DOCUMENT EXTRACT
>> start

Bo Knows
January 8, 2013 by Ted Leavengood · Leave a Comment
Football lost its luster for me long ago, but on Sunday I tuned in to watch the Redskins because frankly, Robert Griffin, III is just that special. Fast on his feet, and just as quick-wited, RG III has it all and he had Washington buzzing about a rebirth not just of football in this town, but of sports dynasties that might stretch from Nationals Park to Fedex Field.
And that of course brings us back to all the tsuris that was in the air about Stephen Strasburg last September. After listening to the idiotic rants of John Feinstein and Dave Zirin, I remember drawing a comparison between Strasbug, who had just been shut down, and RG III, who had just suffered a concussion. Sitting Strasburg was a wise move and looks wiser still given the events on Sunday. I was not surprised that the Redskins rushed their young star quarterback out onto the field two weeks after his brain injury. We think we love football as a blood sport, for the very basic head-to-head banging it glorifies. But as it is played now, there are just too many serious and career-ending injuries. The game as it has come to be played really should end.
It claimed one of my favorite baseball players of all time, a remarkably talented young man who played both sports. I never saw Bo Jackson play football after he left Auburn, but watching a baseball game with Bo in left field, or even better, in center, was just waiting for a highlight reel to happen. Willie Wilson and Danny Tartabull were very fine defensive outfielders, but Bo Jackson was something very special.
I remember watching a game in 1990 with Bo in center at Kaufman Stadium. A ball was hit toward the wall and Bo’s two pistons were pumping hard from the start. He was running to his right paralleling the wall as the ball came down. At full speed, he did not so much as jump, as just run up the wall. He planted one stride in the wall fabric and then another as he climbed to grab the ball. Did he take two steps on the wall, three, or maybe even four? I forget. But he never lost his stride and came off the wall with the ball nestled in his glove like it was a hot dog a vendor just handed him. Then he threw back into the infield where George Brett or some one else from that great Royals team was there to receive it.

>> end

Dataset records:
>> start

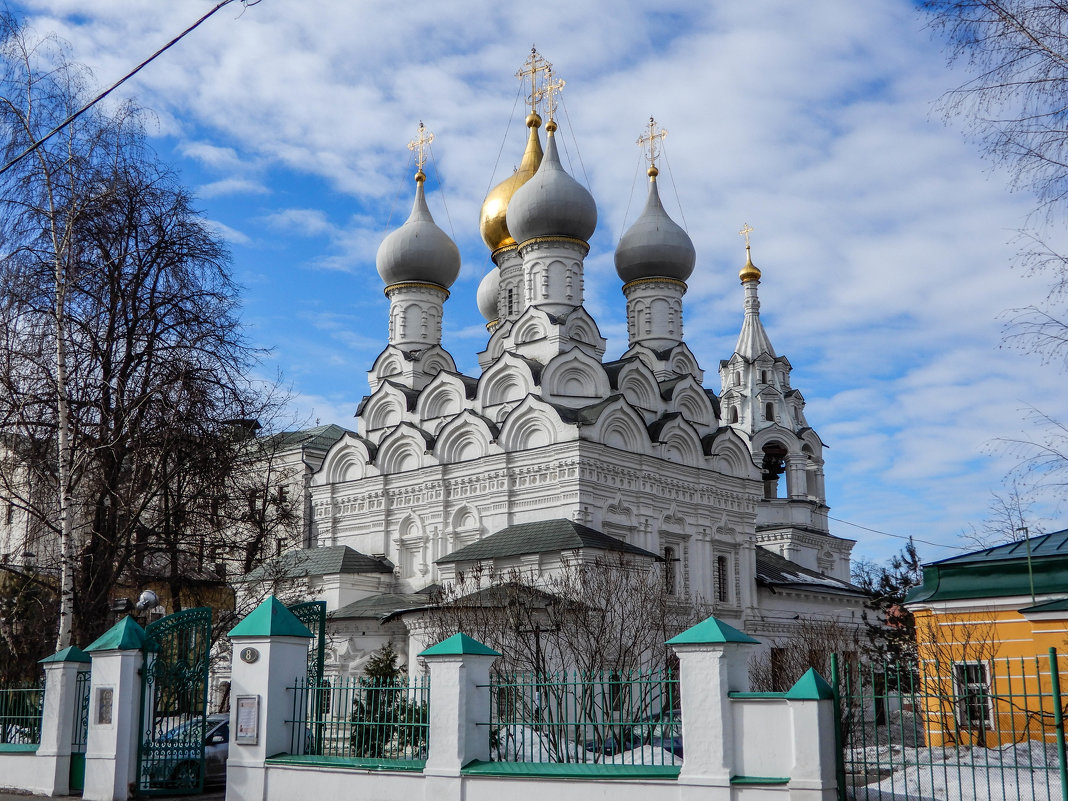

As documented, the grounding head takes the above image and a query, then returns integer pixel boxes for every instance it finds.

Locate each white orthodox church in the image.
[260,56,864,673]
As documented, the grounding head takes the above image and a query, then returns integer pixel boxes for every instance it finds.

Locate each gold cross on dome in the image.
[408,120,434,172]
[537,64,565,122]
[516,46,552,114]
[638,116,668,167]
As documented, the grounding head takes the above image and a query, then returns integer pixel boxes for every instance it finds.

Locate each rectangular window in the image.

>> end
>> start

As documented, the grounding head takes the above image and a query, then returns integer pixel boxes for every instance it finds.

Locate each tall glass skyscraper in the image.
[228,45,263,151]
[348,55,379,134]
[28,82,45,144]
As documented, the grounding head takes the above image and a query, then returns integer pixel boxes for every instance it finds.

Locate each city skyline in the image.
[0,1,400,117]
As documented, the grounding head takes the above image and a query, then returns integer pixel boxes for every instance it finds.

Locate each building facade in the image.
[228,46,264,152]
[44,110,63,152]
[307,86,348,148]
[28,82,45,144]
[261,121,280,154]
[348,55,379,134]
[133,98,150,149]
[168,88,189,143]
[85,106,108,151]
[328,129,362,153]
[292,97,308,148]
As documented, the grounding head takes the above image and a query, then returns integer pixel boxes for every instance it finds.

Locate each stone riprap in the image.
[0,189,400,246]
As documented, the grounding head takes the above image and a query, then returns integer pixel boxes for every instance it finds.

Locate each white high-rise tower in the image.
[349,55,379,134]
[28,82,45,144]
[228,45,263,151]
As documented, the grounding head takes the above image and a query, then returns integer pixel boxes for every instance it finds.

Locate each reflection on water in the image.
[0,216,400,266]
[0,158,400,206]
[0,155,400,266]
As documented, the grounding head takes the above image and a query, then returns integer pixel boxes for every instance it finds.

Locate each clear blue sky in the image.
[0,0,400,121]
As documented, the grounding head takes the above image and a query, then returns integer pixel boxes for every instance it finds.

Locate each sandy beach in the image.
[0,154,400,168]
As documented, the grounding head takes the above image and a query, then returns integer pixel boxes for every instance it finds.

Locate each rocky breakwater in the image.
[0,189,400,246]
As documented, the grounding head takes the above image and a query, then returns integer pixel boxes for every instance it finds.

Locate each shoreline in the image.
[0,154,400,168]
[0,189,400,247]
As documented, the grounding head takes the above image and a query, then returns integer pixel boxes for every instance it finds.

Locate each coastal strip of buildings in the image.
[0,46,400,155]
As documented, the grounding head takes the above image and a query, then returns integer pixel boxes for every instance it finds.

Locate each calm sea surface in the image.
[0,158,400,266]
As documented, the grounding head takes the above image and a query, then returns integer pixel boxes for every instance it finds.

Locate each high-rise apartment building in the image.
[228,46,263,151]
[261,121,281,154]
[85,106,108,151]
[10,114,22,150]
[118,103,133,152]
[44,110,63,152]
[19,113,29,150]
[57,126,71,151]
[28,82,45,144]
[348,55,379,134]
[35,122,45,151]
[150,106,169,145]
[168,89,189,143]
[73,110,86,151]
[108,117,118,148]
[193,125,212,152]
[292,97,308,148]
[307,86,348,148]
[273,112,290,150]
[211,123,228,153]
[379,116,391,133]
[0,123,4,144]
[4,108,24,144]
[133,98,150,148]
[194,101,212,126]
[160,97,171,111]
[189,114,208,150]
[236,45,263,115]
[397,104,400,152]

>> end

PROBLEMS
A - List each line of the records that contains the string "high", matching case exactly.
B - Extend the column about Bo Jackson and football injuries, starting right after its final sentence.

EXPECTED RESPONSES
A -
Locate each white high-rise tower in the image.
Locate each high-rise apartment building in the image.

B -
it was an amazing feat and I will leave the quibblers to rate the best catches of all time, but for my money that was it.
Bo Jackson was lost to a football injury. What a surprise. He tore up his knee like RG III did on Sunday. Both events are tragedies for sports in general because the two men are such unique talents. I hope RG III does not go the way of Bo Jackson.
They are very similar, though. Both Bo Jackson and Robert Griffin are such bright men generally that you know they will prosper regardless where life takes them. Bo Jackson has found plenty to do with his life since injuring his knee and was totally engaging on a recent ESPN special on his career. He was making his own arrows for his bow hunting and as he talked you could see the same passion and intelligence burning through every word. Guys like RG III and Bo Jackson will excel regardless on what stage life ultimately places them.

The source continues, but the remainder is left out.